Aim A —
Determine how many lines of the records below contain the string "shadow", treating uppercase and lowercase letters as distinct. Give only the number.
Aim B —
Pick up the forum discussion about Apple servers below and continue it from its final line.

Selected text —
· · ·
For a Mac Pro I think they are terrific... it makes lifting one up to put it a on bench to work on it really handy.


----------



## desperado (Feb 29, 2008)

there used to be a conversion kit for G4 towers a wile back. It would make sense for Apple to only have one machine, which could be used for both scenarios.

true rack servers need to be easy to upgrade, fix, modify, they need redundancy.... none of this fits with Apple's design philosophy.

The current niche for Apple servers are either FCP users (MacPro), or web providers and SMB (mini).


----------



## Guest (May 26, 2011)

desperado said:


> there used to be a conversion kit for G4 towers a wile back. It would make sense for Apple to only have one machine, which could be used for both scenarios.
> 
> true rack servers need to be easy to upgrade, fix, modify, they need redundancy.... none of this fits with Apple's design philosophy.
> 
> The current niche for Apple servers are either FCP users (MacPro), or web providers and SMB (mini).
· · ·
Material provided —
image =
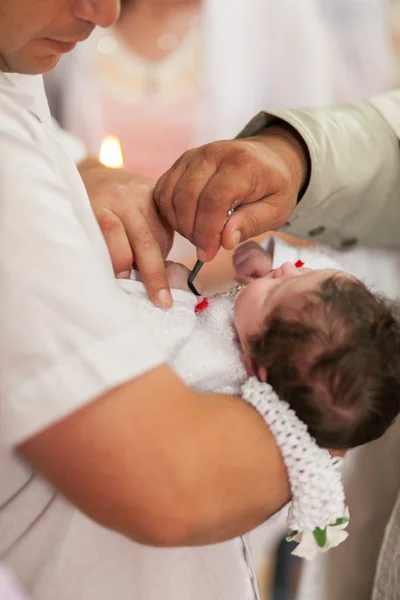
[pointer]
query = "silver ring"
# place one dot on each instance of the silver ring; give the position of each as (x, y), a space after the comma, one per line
(232, 209)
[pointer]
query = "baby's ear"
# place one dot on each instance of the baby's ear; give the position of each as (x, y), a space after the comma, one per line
(262, 374)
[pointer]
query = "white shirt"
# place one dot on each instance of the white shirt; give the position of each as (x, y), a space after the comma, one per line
(68, 333)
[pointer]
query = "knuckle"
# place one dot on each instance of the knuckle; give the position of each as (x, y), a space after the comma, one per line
(244, 156)
(213, 152)
(251, 223)
(108, 221)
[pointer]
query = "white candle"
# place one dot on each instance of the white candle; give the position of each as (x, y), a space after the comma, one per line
(111, 152)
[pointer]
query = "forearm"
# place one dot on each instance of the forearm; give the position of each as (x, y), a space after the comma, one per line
(355, 173)
(163, 465)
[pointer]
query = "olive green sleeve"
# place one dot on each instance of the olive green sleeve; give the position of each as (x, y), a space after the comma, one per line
(354, 190)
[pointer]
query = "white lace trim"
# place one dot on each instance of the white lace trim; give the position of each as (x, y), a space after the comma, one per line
(318, 513)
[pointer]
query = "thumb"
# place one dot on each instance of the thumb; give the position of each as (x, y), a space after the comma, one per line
(251, 220)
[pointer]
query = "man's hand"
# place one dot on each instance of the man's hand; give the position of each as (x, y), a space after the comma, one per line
(262, 176)
(132, 226)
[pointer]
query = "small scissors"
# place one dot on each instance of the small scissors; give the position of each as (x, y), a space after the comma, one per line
(195, 271)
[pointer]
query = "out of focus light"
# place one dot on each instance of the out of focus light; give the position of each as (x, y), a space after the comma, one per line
(111, 152)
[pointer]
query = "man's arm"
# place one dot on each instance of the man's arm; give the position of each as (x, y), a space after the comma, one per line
(165, 466)
(347, 159)
(354, 189)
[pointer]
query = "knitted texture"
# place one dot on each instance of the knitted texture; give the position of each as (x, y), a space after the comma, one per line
(317, 490)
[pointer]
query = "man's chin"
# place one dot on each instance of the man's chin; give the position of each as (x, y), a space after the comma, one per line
(37, 66)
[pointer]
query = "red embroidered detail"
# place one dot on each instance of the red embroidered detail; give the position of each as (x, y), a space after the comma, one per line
(201, 306)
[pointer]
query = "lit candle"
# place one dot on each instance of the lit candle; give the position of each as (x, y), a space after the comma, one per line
(111, 152)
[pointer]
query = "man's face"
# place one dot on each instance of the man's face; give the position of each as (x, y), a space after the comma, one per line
(35, 33)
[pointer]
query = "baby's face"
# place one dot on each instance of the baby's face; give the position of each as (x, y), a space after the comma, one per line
(286, 285)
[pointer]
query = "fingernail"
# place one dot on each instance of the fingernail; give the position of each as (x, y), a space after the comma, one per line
(124, 275)
(164, 299)
(236, 237)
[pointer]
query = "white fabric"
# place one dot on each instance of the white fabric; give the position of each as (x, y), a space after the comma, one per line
(257, 54)
(68, 333)
(9, 588)
(200, 347)
(317, 491)
(371, 481)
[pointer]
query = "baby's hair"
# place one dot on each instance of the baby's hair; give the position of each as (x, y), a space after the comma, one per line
(336, 361)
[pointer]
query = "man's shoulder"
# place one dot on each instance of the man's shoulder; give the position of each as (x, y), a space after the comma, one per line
(17, 117)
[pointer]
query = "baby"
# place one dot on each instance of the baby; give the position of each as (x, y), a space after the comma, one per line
(325, 343)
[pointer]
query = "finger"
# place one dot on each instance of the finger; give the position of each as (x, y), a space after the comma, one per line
(117, 241)
(187, 193)
(149, 260)
(216, 199)
(163, 193)
(251, 220)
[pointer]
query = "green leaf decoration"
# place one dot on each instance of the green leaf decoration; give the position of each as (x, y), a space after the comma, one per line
(320, 536)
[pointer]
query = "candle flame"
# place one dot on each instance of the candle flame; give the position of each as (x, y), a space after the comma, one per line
(111, 152)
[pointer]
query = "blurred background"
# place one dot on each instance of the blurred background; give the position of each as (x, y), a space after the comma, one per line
(173, 74)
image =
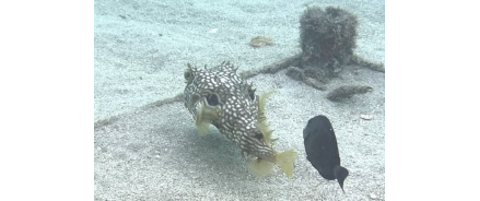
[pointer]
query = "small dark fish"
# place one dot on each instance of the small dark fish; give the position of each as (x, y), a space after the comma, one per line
(322, 150)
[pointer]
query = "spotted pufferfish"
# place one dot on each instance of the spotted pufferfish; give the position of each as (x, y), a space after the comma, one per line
(219, 97)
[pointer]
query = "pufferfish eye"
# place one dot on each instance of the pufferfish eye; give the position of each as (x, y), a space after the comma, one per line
(212, 99)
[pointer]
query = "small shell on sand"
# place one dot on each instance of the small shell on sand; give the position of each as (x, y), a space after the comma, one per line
(366, 116)
(259, 41)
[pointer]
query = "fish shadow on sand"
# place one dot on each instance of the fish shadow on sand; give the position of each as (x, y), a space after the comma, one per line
(213, 154)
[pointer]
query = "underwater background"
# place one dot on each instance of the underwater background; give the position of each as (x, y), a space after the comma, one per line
(146, 146)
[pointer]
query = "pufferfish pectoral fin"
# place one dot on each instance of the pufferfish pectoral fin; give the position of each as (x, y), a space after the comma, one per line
(204, 118)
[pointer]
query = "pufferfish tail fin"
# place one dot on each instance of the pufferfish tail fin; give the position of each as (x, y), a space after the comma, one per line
(285, 161)
(262, 123)
(203, 119)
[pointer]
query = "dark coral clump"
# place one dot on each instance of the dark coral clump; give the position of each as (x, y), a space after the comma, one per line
(327, 38)
(347, 91)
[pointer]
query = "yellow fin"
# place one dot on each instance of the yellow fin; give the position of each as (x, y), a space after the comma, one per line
(285, 161)
(260, 168)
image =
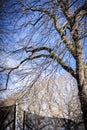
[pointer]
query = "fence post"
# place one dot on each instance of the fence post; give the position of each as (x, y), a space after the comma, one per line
(24, 120)
(14, 117)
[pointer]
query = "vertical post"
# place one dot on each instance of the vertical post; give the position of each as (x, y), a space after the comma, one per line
(24, 120)
(14, 117)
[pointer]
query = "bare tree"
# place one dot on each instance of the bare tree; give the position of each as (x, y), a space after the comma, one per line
(51, 33)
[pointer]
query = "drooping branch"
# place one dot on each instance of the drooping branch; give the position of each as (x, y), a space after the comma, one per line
(51, 55)
(57, 27)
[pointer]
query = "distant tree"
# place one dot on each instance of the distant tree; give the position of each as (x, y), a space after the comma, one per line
(52, 33)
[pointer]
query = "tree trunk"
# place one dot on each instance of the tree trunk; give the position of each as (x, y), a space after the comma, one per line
(81, 78)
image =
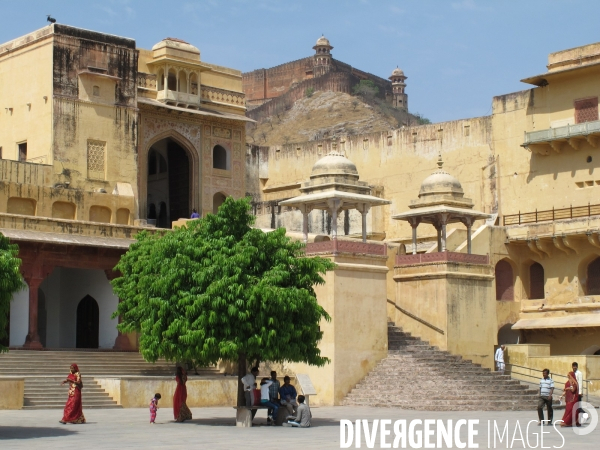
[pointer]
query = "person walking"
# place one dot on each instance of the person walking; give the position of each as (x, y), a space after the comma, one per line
(73, 412)
(265, 399)
(546, 391)
(571, 401)
(499, 358)
(273, 393)
(154, 407)
(181, 412)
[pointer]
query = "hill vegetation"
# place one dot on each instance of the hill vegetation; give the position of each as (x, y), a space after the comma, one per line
(323, 114)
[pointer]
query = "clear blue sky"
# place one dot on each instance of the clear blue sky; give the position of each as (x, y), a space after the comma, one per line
(457, 54)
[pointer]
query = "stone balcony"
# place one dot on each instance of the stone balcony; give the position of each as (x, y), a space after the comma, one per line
(543, 141)
(178, 98)
(422, 258)
(340, 246)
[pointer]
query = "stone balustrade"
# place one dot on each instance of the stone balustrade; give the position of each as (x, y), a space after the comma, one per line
(420, 258)
(339, 246)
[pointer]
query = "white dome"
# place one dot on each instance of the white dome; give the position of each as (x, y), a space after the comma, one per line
(323, 41)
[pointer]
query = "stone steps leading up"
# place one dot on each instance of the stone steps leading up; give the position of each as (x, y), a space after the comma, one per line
(439, 381)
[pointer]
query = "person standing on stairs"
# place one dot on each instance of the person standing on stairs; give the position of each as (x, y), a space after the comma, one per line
(546, 391)
(73, 412)
(499, 358)
(181, 412)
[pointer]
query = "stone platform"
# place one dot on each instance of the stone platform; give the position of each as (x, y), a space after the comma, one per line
(214, 428)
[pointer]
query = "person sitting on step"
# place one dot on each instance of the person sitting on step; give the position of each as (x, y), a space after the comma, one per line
(287, 394)
(265, 401)
(303, 416)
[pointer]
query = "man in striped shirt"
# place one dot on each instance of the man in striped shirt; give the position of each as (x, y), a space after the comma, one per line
(546, 391)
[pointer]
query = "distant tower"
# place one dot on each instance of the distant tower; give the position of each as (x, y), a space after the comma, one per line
(322, 63)
(399, 97)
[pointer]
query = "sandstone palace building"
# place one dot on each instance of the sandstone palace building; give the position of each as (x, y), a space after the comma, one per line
(100, 139)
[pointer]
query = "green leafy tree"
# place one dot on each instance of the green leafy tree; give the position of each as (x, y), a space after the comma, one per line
(366, 88)
(10, 282)
(218, 289)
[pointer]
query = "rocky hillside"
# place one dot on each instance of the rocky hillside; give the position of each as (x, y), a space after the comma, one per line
(324, 114)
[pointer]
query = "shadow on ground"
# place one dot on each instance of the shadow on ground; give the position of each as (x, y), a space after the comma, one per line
(258, 422)
(33, 432)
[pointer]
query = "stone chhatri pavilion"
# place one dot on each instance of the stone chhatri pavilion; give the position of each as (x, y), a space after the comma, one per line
(334, 186)
(441, 202)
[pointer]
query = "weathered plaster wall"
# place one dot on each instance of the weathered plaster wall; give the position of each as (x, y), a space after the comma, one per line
(136, 392)
(26, 74)
(13, 390)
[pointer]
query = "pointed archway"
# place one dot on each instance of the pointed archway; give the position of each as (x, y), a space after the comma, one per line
(88, 323)
(168, 183)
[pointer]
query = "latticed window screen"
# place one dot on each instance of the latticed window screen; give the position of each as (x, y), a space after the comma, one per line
(96, 159)
(586, 110)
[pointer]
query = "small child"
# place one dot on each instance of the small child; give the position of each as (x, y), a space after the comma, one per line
(154, 407)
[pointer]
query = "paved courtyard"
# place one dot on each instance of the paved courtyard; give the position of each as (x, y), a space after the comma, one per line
(214, 428)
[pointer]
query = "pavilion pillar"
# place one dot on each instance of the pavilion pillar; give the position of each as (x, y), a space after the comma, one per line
(363, 212)
(334, 206)
(468, 221)
(32, 341)
(443, 221)
(305, 212)
(414, 223)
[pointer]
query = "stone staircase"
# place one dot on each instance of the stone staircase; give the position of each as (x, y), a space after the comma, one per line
(418, 376)
(43, 372)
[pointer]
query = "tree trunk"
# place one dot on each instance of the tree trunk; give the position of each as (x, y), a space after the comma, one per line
(242, 370)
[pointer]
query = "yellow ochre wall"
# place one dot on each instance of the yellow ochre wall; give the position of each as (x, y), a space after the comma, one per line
(25, 79)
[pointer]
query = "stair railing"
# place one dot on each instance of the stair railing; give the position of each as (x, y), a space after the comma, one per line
(510, 371)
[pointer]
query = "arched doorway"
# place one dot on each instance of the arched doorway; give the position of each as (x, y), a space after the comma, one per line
(88, 323)
(593, 283)
(504, 281)
(169, 186)
(536, 281)
(218, 200)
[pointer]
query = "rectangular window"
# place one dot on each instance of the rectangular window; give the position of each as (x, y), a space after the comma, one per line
(96, 159)
(586, 110)
(23, 151)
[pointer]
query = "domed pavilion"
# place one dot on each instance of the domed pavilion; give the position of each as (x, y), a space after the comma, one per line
(441, 201)
(334, 186)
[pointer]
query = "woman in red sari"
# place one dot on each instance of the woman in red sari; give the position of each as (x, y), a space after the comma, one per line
(73, 409)
(180, 410)
(571, 397)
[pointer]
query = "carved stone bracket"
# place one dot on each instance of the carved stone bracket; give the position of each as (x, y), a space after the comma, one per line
(559, 244)
(536, 247)
(593, 238)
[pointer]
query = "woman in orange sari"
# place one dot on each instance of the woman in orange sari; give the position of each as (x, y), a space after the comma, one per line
(73, 410)
(180, 410)
(571, 397)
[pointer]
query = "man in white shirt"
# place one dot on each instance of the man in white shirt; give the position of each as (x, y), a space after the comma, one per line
(499, 358)
(546, 391)
(249, 381)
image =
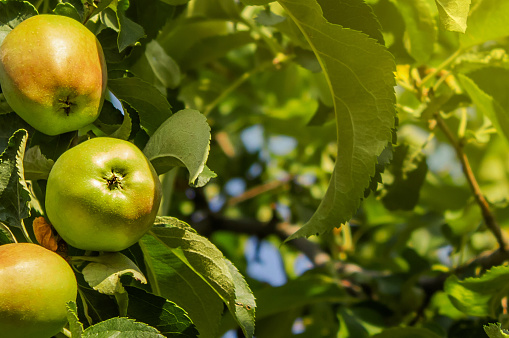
· · ·
Final result A —
4

Final result B —
The conversion kit was from a company called Marathon, I owned a couple. They were ok but not fantastic.

Apple could quite easily make things like the power supply modular and user replaceable ... while it wouldn't give true redundancy (the Xserve didn't have this either), it would make them easily serviceable by the end-user.

Even a lot of SMB the mini is not suitable for. The big issue for me is the single NIC .. with servers you really need at least 2 NIC's IMHO.


----------



## Theseus (Jun 6, 2006)

bgps said:


> Now lets push for the return of X-RAID.


Already here - members of the Xserve RAID team left Apple and started Active Storage. Their ActiveRAID product is simply fantastic.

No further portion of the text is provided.